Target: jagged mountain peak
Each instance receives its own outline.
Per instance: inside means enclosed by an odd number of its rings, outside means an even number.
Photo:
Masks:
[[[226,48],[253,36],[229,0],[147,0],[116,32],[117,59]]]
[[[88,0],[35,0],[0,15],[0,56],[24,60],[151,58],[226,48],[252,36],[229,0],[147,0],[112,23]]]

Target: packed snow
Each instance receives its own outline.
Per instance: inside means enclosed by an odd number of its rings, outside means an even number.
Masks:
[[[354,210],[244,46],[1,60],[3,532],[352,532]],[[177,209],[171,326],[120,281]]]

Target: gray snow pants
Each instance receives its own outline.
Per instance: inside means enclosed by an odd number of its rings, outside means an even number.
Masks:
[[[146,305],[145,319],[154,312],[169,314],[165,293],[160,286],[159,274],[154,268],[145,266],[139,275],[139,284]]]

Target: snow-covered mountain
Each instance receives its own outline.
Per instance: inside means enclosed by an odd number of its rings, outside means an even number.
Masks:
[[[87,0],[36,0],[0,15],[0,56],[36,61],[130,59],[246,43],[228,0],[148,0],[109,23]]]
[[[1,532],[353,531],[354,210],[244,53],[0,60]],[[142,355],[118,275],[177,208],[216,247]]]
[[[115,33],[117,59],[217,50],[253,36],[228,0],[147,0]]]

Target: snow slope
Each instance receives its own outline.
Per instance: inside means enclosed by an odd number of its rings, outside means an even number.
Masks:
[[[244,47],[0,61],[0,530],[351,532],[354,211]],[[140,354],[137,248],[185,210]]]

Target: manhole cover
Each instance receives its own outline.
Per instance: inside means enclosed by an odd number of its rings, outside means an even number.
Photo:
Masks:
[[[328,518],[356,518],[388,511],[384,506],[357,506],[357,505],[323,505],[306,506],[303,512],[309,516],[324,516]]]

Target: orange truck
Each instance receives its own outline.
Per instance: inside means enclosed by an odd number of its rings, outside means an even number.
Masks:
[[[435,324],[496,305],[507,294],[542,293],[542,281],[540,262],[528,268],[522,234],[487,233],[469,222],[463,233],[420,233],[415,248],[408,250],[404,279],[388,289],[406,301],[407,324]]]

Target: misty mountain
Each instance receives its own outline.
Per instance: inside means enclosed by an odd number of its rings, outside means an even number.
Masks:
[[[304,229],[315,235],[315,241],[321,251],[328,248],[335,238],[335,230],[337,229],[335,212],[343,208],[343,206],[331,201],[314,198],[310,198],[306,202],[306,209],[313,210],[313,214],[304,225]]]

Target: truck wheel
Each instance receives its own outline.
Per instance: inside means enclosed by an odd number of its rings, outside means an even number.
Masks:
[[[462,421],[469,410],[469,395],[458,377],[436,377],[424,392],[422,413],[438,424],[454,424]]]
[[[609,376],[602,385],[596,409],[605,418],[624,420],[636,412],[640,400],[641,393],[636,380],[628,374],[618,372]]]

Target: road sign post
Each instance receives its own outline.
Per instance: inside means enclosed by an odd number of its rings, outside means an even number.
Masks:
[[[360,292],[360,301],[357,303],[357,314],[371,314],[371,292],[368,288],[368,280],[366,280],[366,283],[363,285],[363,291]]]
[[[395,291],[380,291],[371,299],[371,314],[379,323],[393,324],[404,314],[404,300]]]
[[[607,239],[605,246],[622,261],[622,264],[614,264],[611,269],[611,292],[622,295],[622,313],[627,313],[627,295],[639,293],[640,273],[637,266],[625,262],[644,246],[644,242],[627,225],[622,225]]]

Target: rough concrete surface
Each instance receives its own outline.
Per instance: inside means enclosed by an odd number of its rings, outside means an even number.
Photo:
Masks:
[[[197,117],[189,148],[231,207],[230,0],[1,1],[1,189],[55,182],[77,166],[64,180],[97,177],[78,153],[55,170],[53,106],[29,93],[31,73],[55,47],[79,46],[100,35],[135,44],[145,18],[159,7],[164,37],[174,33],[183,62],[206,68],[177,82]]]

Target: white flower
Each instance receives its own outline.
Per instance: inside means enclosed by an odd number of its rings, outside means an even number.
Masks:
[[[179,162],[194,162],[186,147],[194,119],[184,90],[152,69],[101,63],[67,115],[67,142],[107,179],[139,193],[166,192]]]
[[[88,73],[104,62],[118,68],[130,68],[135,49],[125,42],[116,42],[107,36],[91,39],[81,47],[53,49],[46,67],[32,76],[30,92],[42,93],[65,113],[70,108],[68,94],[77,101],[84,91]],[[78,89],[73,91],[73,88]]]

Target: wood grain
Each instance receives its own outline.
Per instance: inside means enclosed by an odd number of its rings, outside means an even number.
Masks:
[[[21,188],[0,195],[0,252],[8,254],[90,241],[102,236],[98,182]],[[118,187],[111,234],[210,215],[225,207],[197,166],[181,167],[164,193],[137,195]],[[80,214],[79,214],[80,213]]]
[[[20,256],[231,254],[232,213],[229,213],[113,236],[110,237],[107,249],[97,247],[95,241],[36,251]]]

===

◆ **REQUIREMENTS**: Once more, set down the full listing, verbatim.

◆ **SOLUTION FOR THIS TASK**:
Target: jagged mountain peak
Each instance receives its own outline.
Per instance: inside means enclosed by an odd number of its rings, outside means an even number.
Photo:
Masks:
[[[226,48],[253,36],[229,0],[147,0],[116,32],[117,59]]]
[[[88,0],[35,0],[0,15],[0,56],[24,60],[151,58],[226,48],[252,36],[229,0],[147,0],[112,23]]]

Target: packed snow
Each instance receives its own outline.
Per instance: inside means enclosed by an odd number of its rings, outside means an even number.
Masks:
[[[354,210],[244,46],[1,60],[3,532],[352,532]],[[177,209],[171,326],[120,281]]]

Target: gray snow pants
Each instance receives its own outline.
Per instance: inside means enclosed by an odd number of its rings, outside means an even number.
Masks:
[[[146,305],[145,319],[154,312],[169,314],[165,293],[160,286],[159,274],[154,268],[145,266],[139,275],[139,284]]]

Target: snow-covered mountain
Each instance receives its own outline.
Per instance: inside means enclosed by an odd number of its rings, outside means an even number.
Masks:
[[[87,0],[36,0],[0,15],[0,56],[36,61],[130,59],[246,43],[228,0],[148,0],[109,23]]]
[[[1,532],[353,531],[354,210],[244,53],[0,60]],[[142,355],[118,275],[177,208],[216,247]]]
[[[115,33],[117,59],[217,50],[253,36],[228,0],[147,0]]]

Target: snow slope
Each instance receives its own outline.
Per instance: inside means enclosed by an odd number of its rings, outside means an even number.
Masks:
[[[244,47],[0,61],[0,530],[351,532],[354,211]],[[140,354],[137,248],[185,210]]]

Target: manhole cover
Each instance receives its own outline.
Per instance: inside means enclosed by an odd number of its rings, outside means an even number.
Photo:
Masks:
[[[328,518],[356,518],[388,511],[384,506],[357,506],[357,505],[323,505],[306,506],[303,512],[309,516],[324,516]]]

Target: orange truck
Each instance receives its own outline.
Per instance: inside means enclosed by an odd number of its rings, outside means an even number.
Masks:
[[[435,324],[496,305],[507,294],[542,293],[542,281],[540,262],[528,268],[522,234],[487,233],[469,222],[463,233],[420,233],[415,248],[408,250],[404,279],[388,289],[406,301],[407,324]]]

Target: misty mountain
Each instance receives its own outline.
Per instance: inside means enclosed by an odd number of its rings, outside means an even number.
Masks:
[[[304,229],[315,235],[315,241],[321,251],[328,248],[335,238],[335,230],[337,229],[335,212],[343,208],[343,206],[331,201],[314,198],[310,198],[306,202],[306,209],[313,210],[313,214],[304,225]]]

Target: truck wheel
Each instance receives its own outline.
Per instance: inside means enclosed by an odd number of its rings, outside means an even number.
Masks:
[[[462,421],[469,410],[469,395],[458,377],[436,377],[424,392],[422,413],[438,424],[454,424]]]
[[[609,376],[602,385],[596,409],[605,418],[624,420],[636,412],[640,400],[641,393],[636,380],[628,374],[618,372]]]

Target: road sign post
Each instance receives its own outline.
Per instance: inside means enclosed by an odd number of its rings, outside means an even number.
Masks:
[[[360,292],[360,301],[357,303],[357,314],[371,314],[371,292],[368,288],[368,280],[366,280],[366,283],[363,285],[363,291]]]
[[[395,291],[380,291],[371,299],[371,314],[379,323],[393,324],[404,314],[404,300]]]
[[[607,239],[605,246],[622,261],[622,264],[614,264],[611,269],[611,292],[622,295],[622,313],[627,313],[627,295],[639,293],[640,273],[637,266],[625,262],[644,246],[644,242],[627,225],[622,225]]]

Target: rough concrete surface
Each instance receives its own outline.
Per instance: inside means enclosed by an odd number of its rings, outside means an even number.
Photo:
Masks:
[[[197,117],[189,148],[231,207],[230,0],[1,1],[1,189],[55,182],[77,166],[64,180],[97,177],[78,153],[55,170],[53,106],[29,93],[31,73],[55,47],[79,46],[100,35],[135,44],[145,18],[159,7],[164,37],[174,33],[183,62],[206,68],[177,82]]]

Target: white flower
Each instance receives its own outline.
Per instance: inside means enclosed by an odd number of its rings, outside means an even number.
Masks:
[[[179,162],[194,162],[186,147],[194,119],[184,90],[152,69],[101,63],[67,115],[67,142],[107,179],[139,193],[166,192]]]
[[[88,73],[104,62],[118,68],[130,68],[135,49],[125,42],[116,42],[107,36],[91,39],[81,47],[53,49],[46,67],[32,76],[30,92],[42,93],[65,113],[70,108],[68,94],[77,101],[84,91]],[[78,89],[73,91],[73,88]]]

Target: wood grain
Each instance receives its own outline.
Per instance: inside means enclosed by an odd number of its rings, outside means an even number.
Masks:
[[[21,188],[0,195],[0,252],[8,254],[90,241],[102,236],[98,182]],[[118,187],[111,234],[210,215],[225,207],[197,166],[181,167],[164,193],[137,195]],[[80,214],[79,214],[80,213]]]
[[[20,256],[231,254],[232,213],[229,213],[113,236],[110,237],[107,249],[97,247],[95,241],[36,251]]]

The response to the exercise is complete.